• _Data for analysis_
+ + + +

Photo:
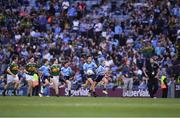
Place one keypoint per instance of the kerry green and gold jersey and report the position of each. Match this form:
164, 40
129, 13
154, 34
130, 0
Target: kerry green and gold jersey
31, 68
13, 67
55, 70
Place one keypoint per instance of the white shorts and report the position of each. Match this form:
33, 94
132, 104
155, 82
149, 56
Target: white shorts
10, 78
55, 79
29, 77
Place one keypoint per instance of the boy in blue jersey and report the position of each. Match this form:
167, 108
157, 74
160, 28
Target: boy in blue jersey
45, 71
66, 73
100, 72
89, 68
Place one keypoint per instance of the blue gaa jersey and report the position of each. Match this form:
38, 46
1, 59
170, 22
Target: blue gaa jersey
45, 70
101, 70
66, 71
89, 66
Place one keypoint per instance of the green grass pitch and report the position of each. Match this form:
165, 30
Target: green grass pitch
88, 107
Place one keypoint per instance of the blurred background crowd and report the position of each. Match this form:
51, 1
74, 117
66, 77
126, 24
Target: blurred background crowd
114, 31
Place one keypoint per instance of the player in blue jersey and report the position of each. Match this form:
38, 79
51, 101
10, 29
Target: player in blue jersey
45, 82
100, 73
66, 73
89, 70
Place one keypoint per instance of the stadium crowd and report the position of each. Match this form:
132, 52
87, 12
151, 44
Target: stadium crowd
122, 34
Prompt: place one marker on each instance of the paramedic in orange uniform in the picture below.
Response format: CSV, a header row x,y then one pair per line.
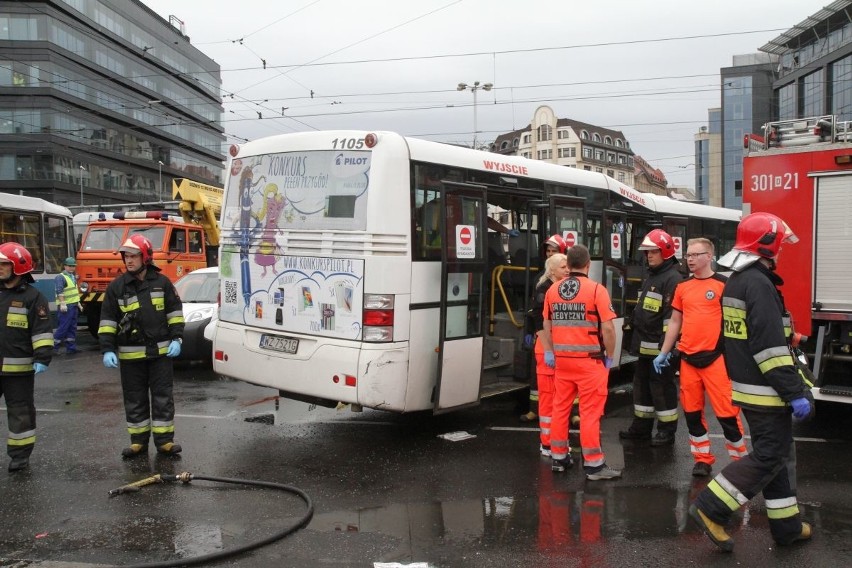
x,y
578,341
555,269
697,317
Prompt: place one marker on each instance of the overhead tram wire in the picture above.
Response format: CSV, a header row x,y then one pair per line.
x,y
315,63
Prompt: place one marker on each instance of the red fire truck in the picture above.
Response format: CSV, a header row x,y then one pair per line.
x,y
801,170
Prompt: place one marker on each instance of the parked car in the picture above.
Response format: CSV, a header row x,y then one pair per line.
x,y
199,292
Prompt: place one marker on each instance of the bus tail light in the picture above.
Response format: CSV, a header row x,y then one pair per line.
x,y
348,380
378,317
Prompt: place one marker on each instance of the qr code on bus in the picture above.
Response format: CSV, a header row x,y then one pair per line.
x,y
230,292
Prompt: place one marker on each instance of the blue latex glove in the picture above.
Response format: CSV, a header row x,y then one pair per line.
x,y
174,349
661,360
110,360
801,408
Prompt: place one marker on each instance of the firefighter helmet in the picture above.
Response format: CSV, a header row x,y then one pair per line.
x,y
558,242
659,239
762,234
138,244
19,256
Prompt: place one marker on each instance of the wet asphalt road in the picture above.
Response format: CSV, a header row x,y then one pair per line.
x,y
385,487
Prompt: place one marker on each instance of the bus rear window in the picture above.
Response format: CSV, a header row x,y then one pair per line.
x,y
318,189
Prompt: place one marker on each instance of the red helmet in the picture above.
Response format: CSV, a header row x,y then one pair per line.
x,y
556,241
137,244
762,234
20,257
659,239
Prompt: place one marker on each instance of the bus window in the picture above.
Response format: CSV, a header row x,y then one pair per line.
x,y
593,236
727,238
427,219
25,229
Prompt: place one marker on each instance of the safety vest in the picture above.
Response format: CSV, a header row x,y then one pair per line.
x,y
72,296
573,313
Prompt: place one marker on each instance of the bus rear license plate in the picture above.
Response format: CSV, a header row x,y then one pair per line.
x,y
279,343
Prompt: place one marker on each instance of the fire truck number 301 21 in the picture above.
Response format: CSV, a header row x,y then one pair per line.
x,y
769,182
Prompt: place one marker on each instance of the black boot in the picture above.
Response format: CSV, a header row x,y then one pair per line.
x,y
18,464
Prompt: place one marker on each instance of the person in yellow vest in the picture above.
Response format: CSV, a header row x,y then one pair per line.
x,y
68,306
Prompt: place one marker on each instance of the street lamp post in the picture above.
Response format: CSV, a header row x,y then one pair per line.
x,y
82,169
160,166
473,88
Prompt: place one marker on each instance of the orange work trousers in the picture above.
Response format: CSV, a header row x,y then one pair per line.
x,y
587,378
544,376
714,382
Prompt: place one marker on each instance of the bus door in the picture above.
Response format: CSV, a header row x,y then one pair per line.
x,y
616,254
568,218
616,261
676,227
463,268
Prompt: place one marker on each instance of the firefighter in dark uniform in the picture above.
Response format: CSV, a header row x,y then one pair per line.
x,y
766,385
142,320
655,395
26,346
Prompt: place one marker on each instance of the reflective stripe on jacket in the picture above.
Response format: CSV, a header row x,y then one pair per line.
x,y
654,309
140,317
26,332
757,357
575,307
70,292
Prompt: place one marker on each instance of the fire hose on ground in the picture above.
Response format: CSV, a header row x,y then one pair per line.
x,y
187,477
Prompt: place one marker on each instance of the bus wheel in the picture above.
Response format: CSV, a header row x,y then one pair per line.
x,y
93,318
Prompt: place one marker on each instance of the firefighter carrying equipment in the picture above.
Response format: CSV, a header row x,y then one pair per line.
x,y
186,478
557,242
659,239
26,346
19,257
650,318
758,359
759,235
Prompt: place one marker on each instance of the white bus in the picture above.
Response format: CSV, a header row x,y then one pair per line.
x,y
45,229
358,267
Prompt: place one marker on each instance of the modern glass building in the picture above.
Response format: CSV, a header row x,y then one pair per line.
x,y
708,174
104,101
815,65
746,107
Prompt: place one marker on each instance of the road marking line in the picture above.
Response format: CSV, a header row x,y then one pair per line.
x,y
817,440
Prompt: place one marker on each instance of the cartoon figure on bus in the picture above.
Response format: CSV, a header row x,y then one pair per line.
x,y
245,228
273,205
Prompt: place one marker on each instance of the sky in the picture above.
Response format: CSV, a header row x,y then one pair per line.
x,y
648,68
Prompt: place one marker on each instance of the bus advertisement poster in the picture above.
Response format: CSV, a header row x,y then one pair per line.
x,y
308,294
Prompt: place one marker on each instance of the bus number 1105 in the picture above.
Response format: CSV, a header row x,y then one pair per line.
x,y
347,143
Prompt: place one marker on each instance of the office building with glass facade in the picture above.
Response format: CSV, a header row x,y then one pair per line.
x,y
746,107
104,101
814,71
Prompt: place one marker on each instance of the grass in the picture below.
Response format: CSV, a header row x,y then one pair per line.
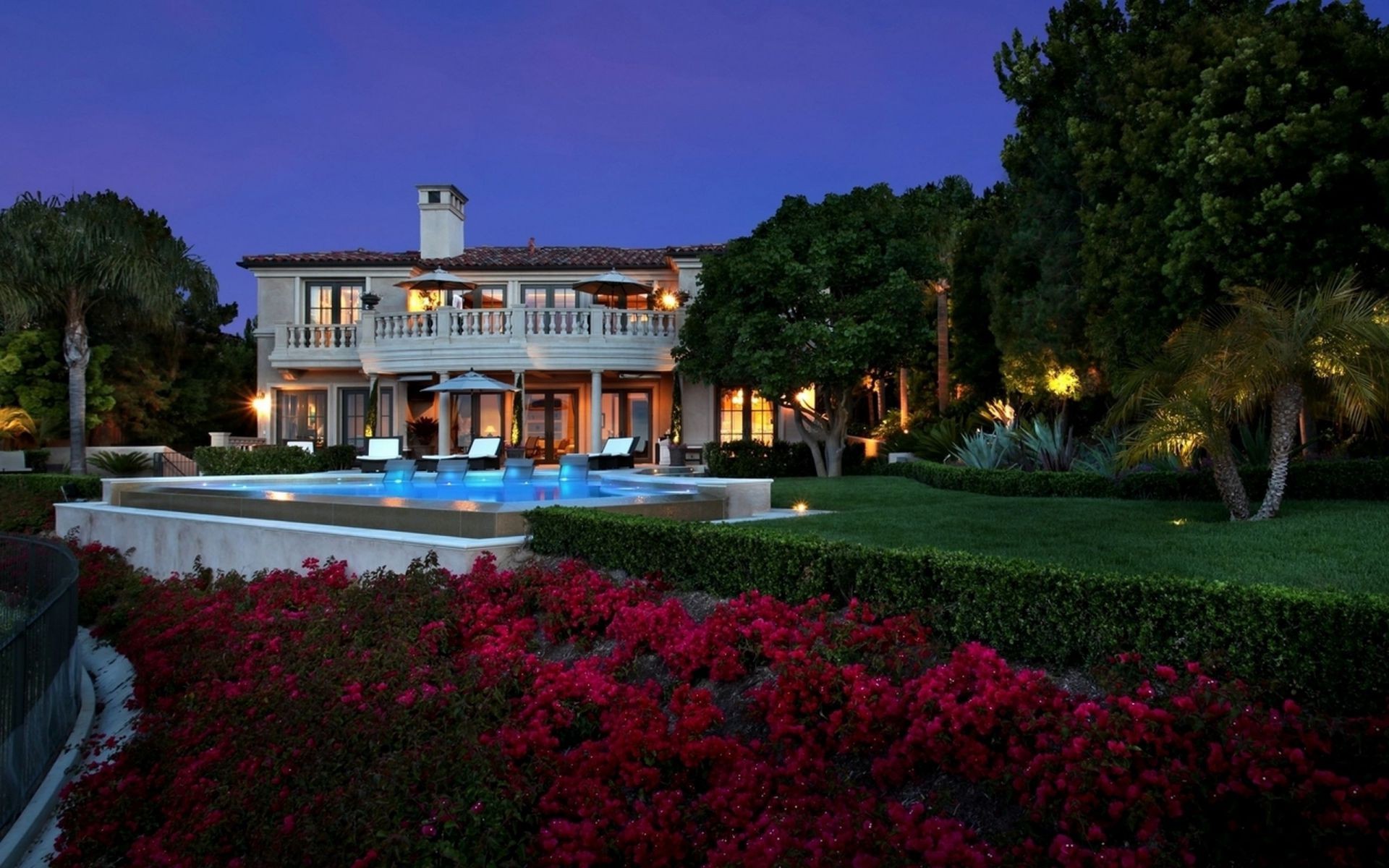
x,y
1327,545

+ + + +

• _Task to carry out_
Pull out each line of the entries that contains "truck".

• _Reply to the exercise_
Prompt: place one marker on each instance of the red fire truck in the picture above.
Prompt: place one marker on each instance of the fire truck number 301 21 in the picture above.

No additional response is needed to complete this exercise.